- **Passage shown**

A Monaco retail space specialising in trailblazing independent watch artistry is celebrating five years of not following the script.
As a general rule, products by independent watchmakers and mainstream luxury brands aren’t necessarily sold in the same shops: their clienteles tend to be very different. But in March 2019, that changed when Chopard opened its Art in Time boutique at One Monte- Carlo, Place du Casino. This space, ideally located between the famed Hermitage hotel and Café de Paris, features the beautiful products of a handful of creative watchmakers, clockmakers and creators of adjacent objets d’art.
“When I started the Ferdinand Berthoud adventure in 2015, I realised a number of things,” Chopard co-president Karl- Friedrich Scheufele explained at the unique shop’s 2019 opening. “One of them was that the [retail] positioning of these beautiful watches, which all of my colleagues here have in common, are basically quite difficult because we don’t get the space and attention we deserve, and we all have limited resources to accomplish distribution. After exhibiting at SIHH [now called Watches and Wonders] for two years—which was very new for me and for Ferdinand Berthoud —I realised something needs to be done.”

- **Data rows**
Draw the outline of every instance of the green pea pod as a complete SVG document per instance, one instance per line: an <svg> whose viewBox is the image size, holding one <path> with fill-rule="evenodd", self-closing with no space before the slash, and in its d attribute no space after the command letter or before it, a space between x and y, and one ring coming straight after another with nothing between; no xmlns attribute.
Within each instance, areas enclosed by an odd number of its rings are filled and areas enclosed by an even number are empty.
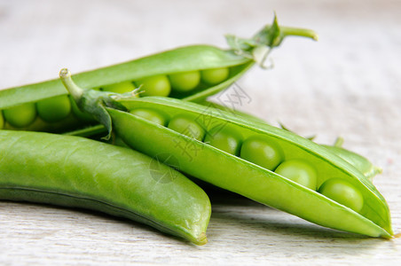
<svg viewBox="0 0 401 266"><path fill-rule="evenodd" d="M93 101L91 95L74 83L68 71L62 70L60 77L78 104L99 117L109 133L114 129L130 147L168 164L171 163L169 158L175 158L179 169L190 176L323 226L371 237L390 238L393 234L389 207L372 183L345 160L309 139L178 99L97 95L100 101ZM169 122L154 123L124 112L135 109L159 112ZM174 127L170 127L173 121ZM200 136L216 132L218 127L235 132L232 136L241 136L240 154L202 142ZM230 148L232 143L223 142L218 146L228 144L225 147ZM252 154L253 151L259 153ZM274 172L286 161L300 166L298 169L289 168L291 176ZM294 176L298 170L303 173ZM288 172L287 166L283 172ZM314 180L304 183L305 178Z"/></svg>
<svg viewBox="0 0 401 266"><path fill-rule="evenodd" d="M266 123L265 121L256 117L252 114L249 114L248 113L244 113L239 110L232 109L224 106L221 106L216 103L212 103L209 101L203 101L200 102L199 104L206 106L212 106L213 108L217 108L220 110L227 111L232 113L232 114L239 115L243 117L243 119L246 120L251 120L256 122L262 122ZM280 124L280 127L287 131L291 131L288 129L287 129L284 125ZM106 129L105 129L106 130ZM313 140L314 137L307 137L308 139ZM335 144L334 145L321 145L322 146L326 147L326 149L330 150L333 153L339 156L342 160L346 160L348 163L352 165L354 168L358 169L370 182L373 182L373 178L382 172L382 169L379 167L374 166L369 160L367 160L366 157L358 154L354 152L349 151L347 149L344 149L342 145L343 143L343 139L339 137L337 138Z"/></svg>
<svg viewBox="0 0 401 266"><path fill-rule="evenodd" d="M250 39L227 35L229 50L210 45L180 47L77 74L74 78L86 89L121 92L140 86L138 96L200 101L229 87L255 63L263 65L269 51L287 35L317 39L311 30L279 27L274 18L271 25ZM5 129L65 132L93 124L93 119L66 101L67 93L59 79L0 90L0 110L26 106L13 110L12 116L6 119ZM35 108L30 108L31 103L35 103L37 114ZM68 115L71 113L74 115ZM39 121L32 122L26 117L36 117Z"/></svg>
<svg viewBox="0 0 401 266"><path fill-rule="evenodd" d="M78 137L0 130L0 200L101 211L206 244L210 202L180 173Z"/></svg>
<svg viewBox="0 0 401 266"><path fill-rule="evenodd" d="M323 146L337 156L342 158L344 160L348 161L350 164L358 169L362 174L364 174L364 176L370 182L373 182L373 176L381 174L382 169L379 167L374 166L369 160L367 160L364 156L344 149L342 147L342 143L343 139L342 137L339 137L335 141L334 145L323 145Z"/></svg>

- **Stated exercise 1**
In the Monaco boutique article, rewrite the paragraph beginning "As a general rule" in a shorter form that keeps its main facts.
- **Stated exercise 2**
From the Monaco boutique article, copy out word for word the part starting with "A Monaco retail" and going on through "adjacent objets d’art.".

- **Task result 1**
Independent watchmakers and mainstream luxury brands usually sell in separate shops because their clienteles differ. That changed in March 2019, when Chopard opened its Art in Time boutique at One Monte-Carlo, Place du Casino, between the Hermitage hotel and Café de Paris. It features products from a handful of creative watchmakers, clockmakers and makers of related objets d'art.

- **Task result 2**
A Monaco retail space specialising in trailblazing independent watch artistry is celebrating five years of not following the script.
As a general rule, products by independent watchmakers and mainstream luxury brands aren’t necessarily sold in the same shops: their clienteles tend to be very different. But in March 2019, that changed when Chopard opened its Art in Time boutique at One Monte- Carlo, Place du Casino. This space, ideally located between the famed Hermitage hotel and Café de Paris, features the beautiful products of a handful of creative watchmakers, clockmakers and creators of adjacent objets d’art.